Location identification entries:
************
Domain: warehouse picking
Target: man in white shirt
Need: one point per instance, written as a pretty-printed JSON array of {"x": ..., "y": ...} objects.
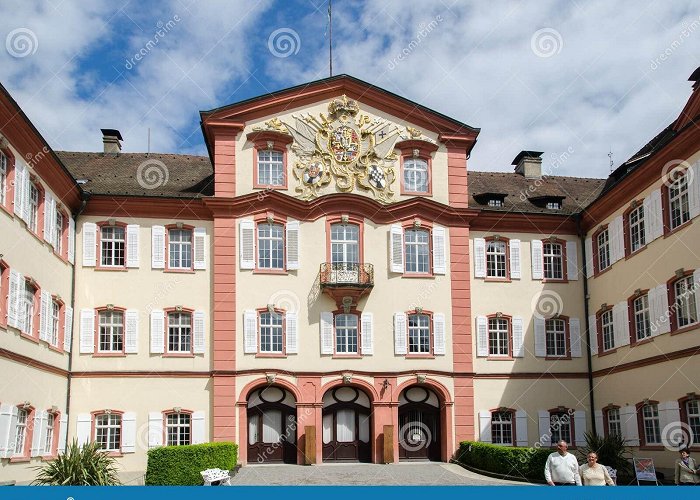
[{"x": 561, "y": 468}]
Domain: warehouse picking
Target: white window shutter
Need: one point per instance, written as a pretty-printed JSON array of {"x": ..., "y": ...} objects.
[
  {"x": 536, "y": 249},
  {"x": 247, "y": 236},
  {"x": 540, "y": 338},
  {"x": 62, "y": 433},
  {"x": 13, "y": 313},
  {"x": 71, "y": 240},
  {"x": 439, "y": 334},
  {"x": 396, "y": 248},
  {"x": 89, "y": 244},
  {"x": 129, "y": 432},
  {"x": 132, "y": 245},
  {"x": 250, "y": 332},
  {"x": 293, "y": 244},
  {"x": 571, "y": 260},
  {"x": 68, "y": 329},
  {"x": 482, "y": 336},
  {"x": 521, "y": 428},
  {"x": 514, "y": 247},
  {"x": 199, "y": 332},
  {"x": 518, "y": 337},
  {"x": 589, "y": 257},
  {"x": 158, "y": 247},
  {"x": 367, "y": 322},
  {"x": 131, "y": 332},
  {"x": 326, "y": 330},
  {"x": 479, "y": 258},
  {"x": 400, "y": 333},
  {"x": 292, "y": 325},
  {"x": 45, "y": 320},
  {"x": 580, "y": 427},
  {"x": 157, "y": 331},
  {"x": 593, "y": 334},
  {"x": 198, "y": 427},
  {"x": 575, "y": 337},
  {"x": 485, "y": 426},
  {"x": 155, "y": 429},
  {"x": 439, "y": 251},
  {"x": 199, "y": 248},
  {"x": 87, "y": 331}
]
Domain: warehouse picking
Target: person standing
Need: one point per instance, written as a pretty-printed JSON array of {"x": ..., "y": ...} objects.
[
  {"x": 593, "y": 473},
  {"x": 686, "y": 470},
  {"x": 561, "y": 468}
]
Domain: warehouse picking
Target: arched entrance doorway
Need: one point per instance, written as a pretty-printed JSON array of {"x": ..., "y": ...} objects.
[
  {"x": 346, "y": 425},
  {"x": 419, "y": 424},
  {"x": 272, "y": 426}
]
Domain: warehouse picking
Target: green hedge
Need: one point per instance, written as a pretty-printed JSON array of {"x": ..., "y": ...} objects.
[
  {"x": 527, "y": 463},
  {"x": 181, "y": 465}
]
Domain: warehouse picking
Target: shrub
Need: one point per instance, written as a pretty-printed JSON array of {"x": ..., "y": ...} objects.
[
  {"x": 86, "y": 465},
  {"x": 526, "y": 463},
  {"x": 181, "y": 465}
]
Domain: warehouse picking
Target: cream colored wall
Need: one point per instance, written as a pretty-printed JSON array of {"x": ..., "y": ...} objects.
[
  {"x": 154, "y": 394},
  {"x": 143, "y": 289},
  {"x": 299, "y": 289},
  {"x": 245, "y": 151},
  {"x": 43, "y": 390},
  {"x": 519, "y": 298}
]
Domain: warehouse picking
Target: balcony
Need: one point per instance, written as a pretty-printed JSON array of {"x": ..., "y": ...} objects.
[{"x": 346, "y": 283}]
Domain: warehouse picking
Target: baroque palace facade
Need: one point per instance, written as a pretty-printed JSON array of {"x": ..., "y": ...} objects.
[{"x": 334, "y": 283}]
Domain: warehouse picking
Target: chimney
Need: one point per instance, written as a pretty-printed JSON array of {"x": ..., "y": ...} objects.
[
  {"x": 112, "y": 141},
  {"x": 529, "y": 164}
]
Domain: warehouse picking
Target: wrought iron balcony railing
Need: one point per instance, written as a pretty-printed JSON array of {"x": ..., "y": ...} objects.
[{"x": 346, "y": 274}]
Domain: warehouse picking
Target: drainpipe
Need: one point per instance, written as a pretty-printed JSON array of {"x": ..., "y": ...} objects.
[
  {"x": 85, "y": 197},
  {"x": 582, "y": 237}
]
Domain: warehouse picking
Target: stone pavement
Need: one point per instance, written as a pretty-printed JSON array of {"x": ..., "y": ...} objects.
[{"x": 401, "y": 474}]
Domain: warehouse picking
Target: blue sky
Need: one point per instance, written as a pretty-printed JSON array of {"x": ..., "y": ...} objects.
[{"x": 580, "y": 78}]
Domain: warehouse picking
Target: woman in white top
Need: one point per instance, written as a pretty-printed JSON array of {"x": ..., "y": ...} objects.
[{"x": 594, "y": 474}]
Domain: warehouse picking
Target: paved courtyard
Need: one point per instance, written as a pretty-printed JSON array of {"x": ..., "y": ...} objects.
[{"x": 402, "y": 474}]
************
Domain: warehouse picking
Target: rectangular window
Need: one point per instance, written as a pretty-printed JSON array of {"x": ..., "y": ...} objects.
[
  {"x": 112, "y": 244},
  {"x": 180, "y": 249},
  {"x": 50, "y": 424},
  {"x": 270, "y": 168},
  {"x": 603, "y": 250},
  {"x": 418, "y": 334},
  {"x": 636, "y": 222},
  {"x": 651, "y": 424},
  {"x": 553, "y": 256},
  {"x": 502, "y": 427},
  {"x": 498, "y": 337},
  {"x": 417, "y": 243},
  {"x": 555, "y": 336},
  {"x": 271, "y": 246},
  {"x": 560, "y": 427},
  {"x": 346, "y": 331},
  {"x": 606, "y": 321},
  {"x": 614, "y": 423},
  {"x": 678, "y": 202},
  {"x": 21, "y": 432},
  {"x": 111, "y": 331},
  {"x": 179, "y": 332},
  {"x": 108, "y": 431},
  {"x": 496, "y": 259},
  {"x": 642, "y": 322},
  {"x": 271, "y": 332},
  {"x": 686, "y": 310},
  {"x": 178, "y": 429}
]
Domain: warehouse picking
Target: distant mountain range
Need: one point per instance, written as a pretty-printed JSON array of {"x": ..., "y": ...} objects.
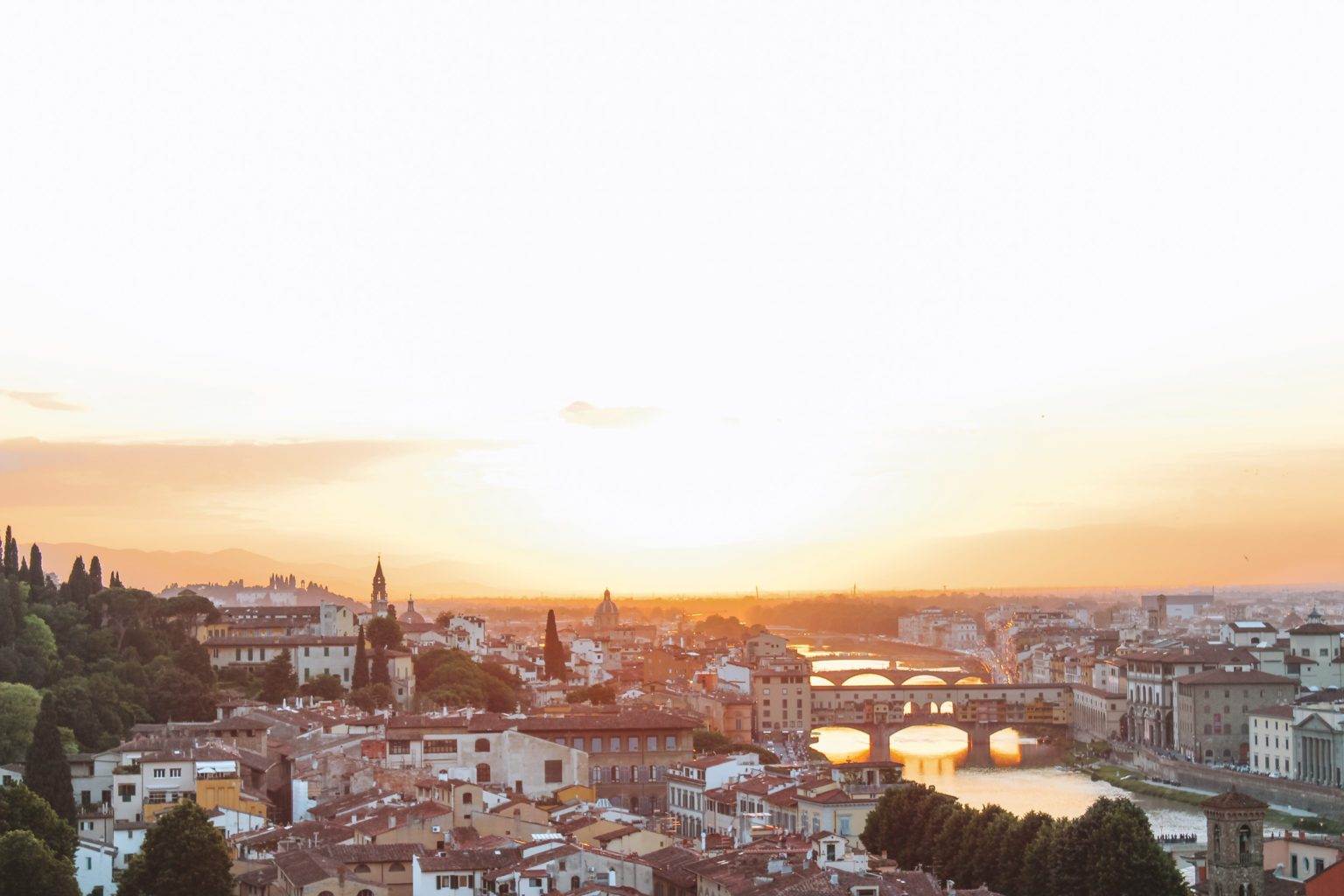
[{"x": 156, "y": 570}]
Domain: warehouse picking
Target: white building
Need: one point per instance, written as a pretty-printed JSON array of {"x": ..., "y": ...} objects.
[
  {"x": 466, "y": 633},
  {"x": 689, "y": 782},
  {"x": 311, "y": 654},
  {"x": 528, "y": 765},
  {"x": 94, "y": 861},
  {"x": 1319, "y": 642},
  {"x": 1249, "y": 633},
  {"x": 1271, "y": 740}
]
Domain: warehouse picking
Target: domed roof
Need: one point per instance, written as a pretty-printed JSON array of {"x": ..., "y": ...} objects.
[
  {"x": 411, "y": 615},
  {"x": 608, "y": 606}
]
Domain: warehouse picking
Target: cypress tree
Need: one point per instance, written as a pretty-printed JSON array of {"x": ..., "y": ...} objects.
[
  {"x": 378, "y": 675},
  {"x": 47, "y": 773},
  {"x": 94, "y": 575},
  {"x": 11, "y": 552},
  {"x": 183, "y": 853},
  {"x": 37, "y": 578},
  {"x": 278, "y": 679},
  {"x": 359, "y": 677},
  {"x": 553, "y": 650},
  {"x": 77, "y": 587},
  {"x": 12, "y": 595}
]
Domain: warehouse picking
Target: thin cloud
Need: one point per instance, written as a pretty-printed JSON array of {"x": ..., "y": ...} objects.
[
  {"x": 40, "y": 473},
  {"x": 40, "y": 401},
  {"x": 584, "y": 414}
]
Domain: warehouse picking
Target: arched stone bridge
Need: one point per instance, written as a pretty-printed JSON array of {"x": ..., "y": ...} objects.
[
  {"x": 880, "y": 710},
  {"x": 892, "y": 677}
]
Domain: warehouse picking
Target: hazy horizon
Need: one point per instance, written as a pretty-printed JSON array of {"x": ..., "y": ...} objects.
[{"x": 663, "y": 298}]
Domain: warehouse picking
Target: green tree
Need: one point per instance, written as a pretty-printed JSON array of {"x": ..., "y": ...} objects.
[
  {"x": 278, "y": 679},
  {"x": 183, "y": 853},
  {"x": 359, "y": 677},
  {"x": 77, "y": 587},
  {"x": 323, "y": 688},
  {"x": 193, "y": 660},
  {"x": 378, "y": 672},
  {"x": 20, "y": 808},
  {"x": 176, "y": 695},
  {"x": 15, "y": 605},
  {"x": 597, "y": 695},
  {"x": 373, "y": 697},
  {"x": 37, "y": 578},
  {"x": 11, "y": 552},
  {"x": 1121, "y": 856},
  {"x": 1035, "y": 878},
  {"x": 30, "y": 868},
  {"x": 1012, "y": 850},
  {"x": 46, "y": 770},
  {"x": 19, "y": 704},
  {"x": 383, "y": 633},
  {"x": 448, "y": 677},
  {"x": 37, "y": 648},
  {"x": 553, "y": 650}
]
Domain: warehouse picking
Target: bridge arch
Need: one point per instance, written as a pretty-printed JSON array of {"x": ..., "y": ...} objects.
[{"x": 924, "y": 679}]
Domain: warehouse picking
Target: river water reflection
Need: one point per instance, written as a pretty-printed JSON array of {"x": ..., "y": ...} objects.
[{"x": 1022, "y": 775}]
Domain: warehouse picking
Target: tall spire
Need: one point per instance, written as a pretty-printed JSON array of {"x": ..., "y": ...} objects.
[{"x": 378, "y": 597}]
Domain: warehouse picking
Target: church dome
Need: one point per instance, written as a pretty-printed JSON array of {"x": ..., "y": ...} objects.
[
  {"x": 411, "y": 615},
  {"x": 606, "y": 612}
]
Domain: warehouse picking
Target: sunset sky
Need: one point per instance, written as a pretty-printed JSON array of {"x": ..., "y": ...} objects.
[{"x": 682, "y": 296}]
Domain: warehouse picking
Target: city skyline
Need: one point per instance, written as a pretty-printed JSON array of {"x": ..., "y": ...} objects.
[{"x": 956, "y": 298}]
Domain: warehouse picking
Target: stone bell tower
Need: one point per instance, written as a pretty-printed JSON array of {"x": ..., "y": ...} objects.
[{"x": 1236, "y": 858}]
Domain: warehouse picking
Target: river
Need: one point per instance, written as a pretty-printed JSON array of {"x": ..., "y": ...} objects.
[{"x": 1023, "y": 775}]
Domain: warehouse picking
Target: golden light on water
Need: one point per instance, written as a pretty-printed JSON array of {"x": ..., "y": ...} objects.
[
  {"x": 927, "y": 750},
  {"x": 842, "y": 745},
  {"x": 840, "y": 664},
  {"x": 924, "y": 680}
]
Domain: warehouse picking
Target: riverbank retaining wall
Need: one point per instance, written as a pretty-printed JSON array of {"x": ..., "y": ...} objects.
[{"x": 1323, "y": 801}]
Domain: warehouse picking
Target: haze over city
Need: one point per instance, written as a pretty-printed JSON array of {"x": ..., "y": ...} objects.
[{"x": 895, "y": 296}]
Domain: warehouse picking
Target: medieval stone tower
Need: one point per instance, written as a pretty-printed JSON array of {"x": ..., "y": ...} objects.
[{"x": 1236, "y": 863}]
************
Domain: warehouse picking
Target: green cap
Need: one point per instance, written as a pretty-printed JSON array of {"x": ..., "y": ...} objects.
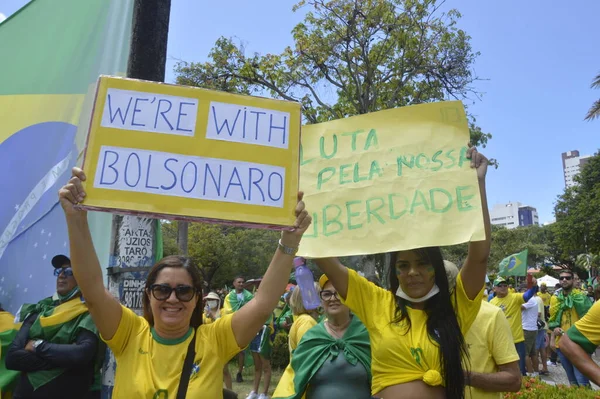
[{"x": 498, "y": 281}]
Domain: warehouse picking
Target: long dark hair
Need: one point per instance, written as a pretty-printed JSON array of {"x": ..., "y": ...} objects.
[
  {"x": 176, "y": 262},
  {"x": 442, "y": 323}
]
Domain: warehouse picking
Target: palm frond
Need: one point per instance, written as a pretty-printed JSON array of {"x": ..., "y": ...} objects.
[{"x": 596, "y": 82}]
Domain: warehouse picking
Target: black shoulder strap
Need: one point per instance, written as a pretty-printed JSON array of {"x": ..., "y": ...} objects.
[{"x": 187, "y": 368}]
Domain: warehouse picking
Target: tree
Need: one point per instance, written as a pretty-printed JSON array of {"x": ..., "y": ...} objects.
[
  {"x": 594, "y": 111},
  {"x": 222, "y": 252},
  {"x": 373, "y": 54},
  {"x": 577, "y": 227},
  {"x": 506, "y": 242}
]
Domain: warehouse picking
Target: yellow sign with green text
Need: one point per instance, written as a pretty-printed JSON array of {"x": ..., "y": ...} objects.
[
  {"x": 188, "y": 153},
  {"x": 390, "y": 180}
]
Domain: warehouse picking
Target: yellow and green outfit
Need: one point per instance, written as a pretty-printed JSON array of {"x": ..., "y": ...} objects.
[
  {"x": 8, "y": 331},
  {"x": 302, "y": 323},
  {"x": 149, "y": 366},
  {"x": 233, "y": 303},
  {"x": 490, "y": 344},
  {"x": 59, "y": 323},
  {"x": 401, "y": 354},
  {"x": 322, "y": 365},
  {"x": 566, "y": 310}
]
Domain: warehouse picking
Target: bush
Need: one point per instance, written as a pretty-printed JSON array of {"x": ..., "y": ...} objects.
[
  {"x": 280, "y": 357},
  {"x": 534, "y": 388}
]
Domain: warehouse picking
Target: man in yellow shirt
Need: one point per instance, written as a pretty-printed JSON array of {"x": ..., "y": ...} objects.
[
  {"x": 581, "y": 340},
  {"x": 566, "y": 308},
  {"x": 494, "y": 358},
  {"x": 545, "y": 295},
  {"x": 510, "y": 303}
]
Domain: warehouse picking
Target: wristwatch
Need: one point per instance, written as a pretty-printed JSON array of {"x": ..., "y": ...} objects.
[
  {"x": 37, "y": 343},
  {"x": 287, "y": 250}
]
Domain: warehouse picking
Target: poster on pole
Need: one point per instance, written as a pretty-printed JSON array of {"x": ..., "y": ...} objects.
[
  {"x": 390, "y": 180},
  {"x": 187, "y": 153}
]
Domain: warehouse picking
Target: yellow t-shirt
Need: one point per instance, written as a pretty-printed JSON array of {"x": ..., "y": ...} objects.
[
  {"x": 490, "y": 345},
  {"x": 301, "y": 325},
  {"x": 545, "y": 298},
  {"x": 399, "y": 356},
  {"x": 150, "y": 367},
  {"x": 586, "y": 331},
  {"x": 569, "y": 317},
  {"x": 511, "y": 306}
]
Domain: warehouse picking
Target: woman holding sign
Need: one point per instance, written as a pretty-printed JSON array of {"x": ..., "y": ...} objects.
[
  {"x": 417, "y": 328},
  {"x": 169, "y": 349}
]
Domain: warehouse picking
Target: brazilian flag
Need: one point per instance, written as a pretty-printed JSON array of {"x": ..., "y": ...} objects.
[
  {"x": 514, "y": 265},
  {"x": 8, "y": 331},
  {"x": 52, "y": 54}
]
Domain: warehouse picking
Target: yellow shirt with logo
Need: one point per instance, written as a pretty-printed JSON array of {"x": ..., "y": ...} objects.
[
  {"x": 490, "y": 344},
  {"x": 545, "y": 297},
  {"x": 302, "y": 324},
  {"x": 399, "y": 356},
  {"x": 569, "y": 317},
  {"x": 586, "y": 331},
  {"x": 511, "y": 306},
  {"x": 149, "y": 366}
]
************
AIM OF THE TASK:
Please list every line in the rows above that contains the string "tower", treating uppercase and lowercase as different.

FINAL RESULT:
Target: stone bell tower
Target: medieval stone tower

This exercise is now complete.